[Stored items]
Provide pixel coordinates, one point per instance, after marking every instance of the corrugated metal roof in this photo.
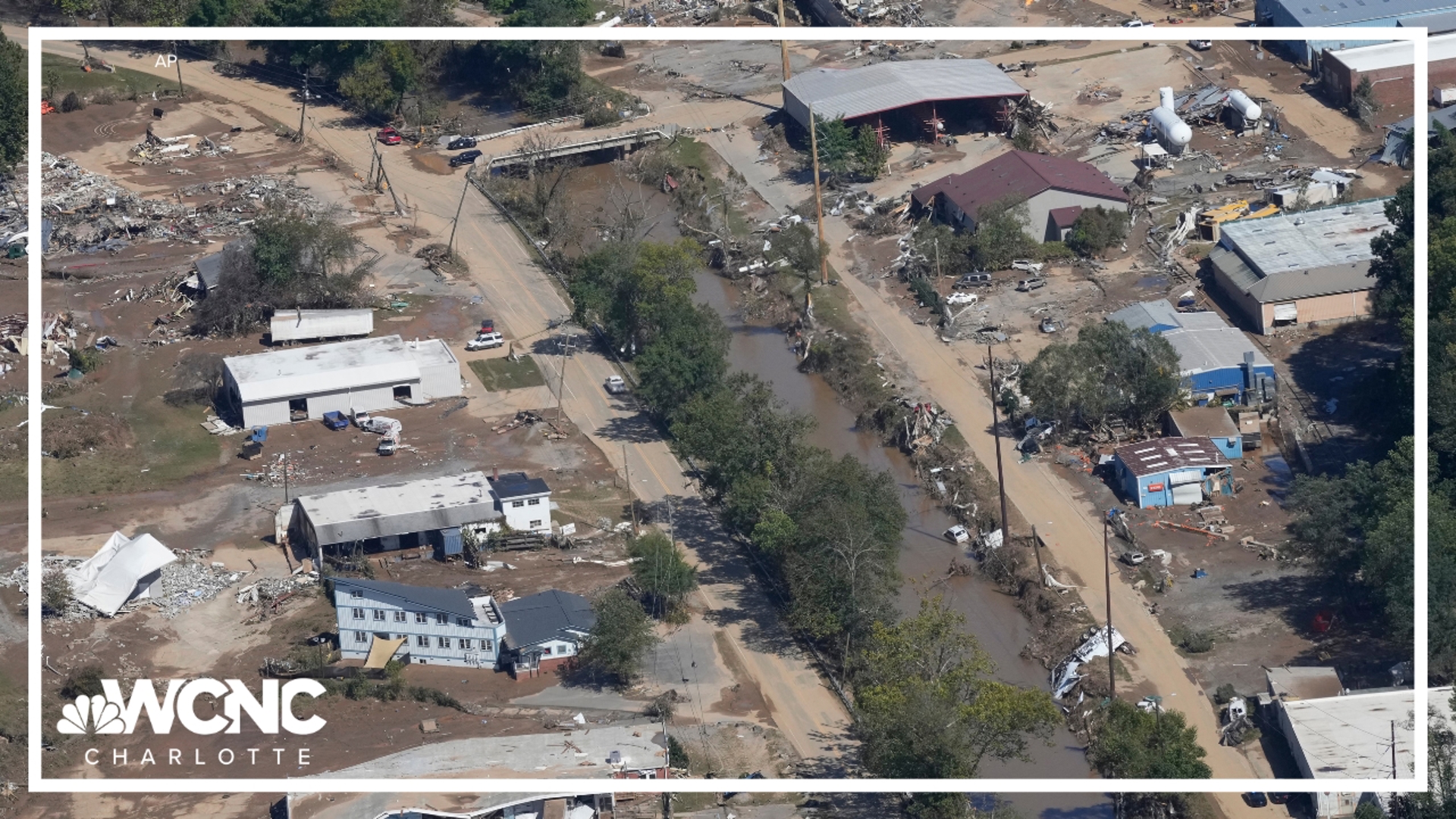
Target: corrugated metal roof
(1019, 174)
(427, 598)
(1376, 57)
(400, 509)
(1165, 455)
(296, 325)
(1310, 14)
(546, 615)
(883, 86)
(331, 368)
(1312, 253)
---
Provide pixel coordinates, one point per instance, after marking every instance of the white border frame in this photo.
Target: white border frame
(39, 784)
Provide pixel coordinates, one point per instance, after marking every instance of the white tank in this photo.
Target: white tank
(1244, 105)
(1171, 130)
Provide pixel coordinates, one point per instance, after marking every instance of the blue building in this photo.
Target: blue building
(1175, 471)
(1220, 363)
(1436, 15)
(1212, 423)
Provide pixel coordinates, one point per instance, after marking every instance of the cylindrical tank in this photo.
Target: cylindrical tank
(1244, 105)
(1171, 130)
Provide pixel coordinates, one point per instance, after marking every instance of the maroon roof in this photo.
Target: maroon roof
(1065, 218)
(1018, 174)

-- What to produce --
Update the records starting at the line that contains "white tank in this photo." and ending at the line that contains "(1018, 174)", replacing "blue building" with "teal building" and leaving everything else unchanged. Return only those lines.

-- Output for this exercise --
Provide pixel coordinates, one point per instance, after marking every instance of the white tank in this photo.
Target: white tank
(1244, 105)
(1171, 130)
Provide pixel coordinates, one point per instance, after marking every instance of the teal building in this photo.
Target: teal building
(1175, 471)
(1220, 363)
(1436, 15)
(1212, 423)
Provide pixel coordinates, one point per instance, after marking every instance of the cylindrical tank in this photo.
Target: cylindrical tank
(1244, 105)
(1171, 130)
Provide pixel coordinates, one point per instance, after marking every instance of the maroon roof in this photo.
Target: maroon roof
(1065, 218)
(1018, 174)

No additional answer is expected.